#### SELECTED PASSAGE
*-*-*

Considering that 80 percent of the costs for a building over its entire lifecycle aren’t accrued during its construction but rather during its operation, it’s doubly important to have the support of a technology group for operations management.

Minimal power consumption guaranteed

In the lifecycle model on which the Vienna PPP is based, Siemens has developed an offer specifically aimed at public institutions that combines all its experience in the construction and operation of buildings that are equipped with state-of-the-art energy and control technology.

 

The reason: As their populations grow, many cities and municipalities run into difficulties financing the necessary infrastructure from their current budget. That’s why it makes sense to choose a lifecycle-oriented financing approach when building hospitals, long-term care facilities, university buildings, and schools – and collaborate with a reliable contractual partner over the long term.

*-*-*

#### DATASET CONTENT
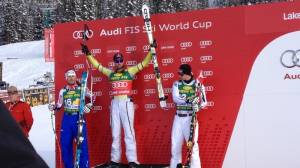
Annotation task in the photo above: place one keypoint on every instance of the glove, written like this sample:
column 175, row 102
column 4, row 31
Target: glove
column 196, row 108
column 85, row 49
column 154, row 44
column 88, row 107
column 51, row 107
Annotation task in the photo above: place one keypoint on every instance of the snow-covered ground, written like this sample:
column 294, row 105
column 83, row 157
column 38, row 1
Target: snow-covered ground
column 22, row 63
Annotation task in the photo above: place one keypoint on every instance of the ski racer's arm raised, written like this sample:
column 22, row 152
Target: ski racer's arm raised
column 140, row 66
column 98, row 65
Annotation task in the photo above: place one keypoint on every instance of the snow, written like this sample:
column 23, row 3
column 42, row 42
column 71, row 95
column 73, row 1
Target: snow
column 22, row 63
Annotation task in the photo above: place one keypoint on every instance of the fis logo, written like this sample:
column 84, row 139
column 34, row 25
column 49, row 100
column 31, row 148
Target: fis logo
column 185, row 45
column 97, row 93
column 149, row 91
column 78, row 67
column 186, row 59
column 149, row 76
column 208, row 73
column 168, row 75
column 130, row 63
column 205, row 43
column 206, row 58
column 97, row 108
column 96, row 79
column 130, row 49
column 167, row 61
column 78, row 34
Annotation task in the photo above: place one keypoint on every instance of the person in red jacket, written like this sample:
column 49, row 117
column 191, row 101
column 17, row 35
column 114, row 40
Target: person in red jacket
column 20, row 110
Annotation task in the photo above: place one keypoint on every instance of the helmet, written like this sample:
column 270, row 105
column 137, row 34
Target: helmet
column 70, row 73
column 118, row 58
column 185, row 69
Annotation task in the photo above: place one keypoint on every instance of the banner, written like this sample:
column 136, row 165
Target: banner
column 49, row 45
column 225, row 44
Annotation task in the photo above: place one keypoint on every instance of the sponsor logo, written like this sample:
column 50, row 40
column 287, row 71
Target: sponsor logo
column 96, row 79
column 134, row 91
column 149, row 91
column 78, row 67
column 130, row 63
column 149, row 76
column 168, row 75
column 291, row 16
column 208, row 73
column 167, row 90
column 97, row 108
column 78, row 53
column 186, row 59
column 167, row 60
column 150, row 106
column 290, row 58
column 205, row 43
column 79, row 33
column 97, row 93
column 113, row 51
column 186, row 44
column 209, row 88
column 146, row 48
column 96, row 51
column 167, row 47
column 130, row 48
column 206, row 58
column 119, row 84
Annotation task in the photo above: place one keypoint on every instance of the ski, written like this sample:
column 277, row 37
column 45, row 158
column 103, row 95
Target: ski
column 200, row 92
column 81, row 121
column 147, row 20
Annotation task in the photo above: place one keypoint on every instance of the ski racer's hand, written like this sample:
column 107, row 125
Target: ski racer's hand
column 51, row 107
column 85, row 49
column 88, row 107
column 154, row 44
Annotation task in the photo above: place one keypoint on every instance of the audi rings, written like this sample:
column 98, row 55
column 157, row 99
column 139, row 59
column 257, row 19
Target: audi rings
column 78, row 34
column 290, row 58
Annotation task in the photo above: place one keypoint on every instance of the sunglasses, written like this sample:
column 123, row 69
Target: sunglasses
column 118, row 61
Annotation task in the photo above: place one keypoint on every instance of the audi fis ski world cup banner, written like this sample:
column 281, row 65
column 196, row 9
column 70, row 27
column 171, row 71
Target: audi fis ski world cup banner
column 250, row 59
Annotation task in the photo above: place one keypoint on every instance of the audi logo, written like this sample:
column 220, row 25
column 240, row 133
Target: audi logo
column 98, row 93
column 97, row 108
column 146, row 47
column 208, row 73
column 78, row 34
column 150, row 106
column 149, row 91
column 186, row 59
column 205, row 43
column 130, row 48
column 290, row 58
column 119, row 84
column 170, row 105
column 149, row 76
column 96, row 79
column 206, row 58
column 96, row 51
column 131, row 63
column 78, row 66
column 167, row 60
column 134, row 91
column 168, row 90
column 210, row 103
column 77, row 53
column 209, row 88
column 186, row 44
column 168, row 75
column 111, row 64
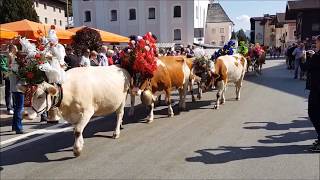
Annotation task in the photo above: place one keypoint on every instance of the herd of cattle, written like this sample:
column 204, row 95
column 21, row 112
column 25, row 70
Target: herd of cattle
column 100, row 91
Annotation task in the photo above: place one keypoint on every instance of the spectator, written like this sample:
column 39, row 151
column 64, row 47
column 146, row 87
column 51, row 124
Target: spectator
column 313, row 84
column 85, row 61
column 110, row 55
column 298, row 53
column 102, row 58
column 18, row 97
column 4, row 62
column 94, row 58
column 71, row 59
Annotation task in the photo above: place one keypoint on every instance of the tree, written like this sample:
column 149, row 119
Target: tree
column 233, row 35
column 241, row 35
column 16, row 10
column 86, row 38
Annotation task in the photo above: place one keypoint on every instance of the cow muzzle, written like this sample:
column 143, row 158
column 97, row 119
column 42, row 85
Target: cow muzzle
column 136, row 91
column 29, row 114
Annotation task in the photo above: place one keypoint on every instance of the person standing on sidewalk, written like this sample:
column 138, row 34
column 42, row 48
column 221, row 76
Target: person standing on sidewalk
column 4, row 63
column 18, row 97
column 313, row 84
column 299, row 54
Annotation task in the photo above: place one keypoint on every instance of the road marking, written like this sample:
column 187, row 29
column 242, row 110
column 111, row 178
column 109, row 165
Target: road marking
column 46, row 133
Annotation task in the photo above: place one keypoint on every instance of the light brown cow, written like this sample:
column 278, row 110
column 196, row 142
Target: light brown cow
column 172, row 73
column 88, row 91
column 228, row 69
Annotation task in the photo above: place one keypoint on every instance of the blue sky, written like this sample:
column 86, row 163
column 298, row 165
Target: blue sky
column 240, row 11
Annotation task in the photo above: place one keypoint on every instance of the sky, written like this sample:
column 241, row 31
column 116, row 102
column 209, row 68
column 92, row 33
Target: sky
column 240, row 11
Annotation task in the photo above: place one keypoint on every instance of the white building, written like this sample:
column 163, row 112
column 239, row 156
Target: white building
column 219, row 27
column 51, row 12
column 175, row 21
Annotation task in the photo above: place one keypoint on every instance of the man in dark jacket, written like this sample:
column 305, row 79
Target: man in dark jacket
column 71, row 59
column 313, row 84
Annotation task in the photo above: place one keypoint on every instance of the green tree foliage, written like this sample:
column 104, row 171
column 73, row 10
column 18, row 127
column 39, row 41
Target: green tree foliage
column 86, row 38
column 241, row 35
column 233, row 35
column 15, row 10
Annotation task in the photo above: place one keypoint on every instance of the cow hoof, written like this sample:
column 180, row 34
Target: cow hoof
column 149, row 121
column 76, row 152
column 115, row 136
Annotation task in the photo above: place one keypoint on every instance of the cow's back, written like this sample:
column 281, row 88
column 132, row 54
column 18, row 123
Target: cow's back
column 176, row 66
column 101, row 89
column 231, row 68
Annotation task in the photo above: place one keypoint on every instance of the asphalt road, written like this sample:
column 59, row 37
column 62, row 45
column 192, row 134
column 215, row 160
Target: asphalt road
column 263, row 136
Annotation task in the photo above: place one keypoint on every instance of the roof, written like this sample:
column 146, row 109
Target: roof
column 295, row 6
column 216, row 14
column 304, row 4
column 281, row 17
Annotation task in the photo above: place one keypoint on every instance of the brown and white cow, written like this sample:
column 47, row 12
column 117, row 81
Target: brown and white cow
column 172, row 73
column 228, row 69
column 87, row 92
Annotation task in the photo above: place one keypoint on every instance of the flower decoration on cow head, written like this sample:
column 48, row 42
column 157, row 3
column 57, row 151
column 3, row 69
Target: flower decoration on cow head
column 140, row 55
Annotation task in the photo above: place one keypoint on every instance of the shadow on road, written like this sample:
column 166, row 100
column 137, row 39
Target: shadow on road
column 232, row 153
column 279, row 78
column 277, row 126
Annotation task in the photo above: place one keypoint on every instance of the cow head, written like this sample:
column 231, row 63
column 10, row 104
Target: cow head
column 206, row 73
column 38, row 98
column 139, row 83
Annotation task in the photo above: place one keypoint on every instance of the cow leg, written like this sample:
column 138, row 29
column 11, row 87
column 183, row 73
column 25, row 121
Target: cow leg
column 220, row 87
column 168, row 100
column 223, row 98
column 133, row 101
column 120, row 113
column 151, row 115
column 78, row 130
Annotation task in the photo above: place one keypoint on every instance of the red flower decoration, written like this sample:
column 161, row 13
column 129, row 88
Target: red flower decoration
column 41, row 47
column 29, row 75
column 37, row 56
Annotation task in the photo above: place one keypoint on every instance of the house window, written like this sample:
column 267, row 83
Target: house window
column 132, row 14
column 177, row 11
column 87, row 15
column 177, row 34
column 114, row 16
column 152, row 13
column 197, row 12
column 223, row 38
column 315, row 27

*-*-*

#### WHAT YOU WILL DO
Pick up the passage on Siemens's lifecycle model for public buildings after its last sentence and continue it. None of the items is needed for this work.

#### TASK RESULT
Siemens bears the risk

“The more difficult, the better,” is how Völker describes his approach to infrastructure projects. These undertakings are anchored in assigned roles: City representatives contribute their expertise and define the requirements, quality, and cost framework, and Siemens provides the planning and building expertise. “Our specialty is achieving the best possible outcome in terms of lifecycle costs as the sum of construction and operating costs,” says Völker.

 

The formula for success is to implement the project as scheduled. Anyone who modifies the plans and is unable to keep up with the cost of materials or maintain performance can expect that there will be construction cost overruns. “We guarantee a fixed rate of power consumption and fixed emission levels. If we’re not able to achieve that, then we pay. But that’s never happened, because our solutions work,” says Völker.

 

The city of Vienna also appears satisfied. The campus at the North Railway Station isn’t its only collaboration with Siemens: The educational campuses currently under construction in Seestadt Aspern Nord and the Aron Menczer educational campus in the Aspanggründe urban development area will open their doors in September 2021. The groundbreaking ceremony for the recently commissioned educational campuses in Atzgersdorf and on Deutschordenstrasse in western Vienna took place in June 2020. The “ONMMS Wanda Lanzer” school in Stammersdorf has been in operation since 2018.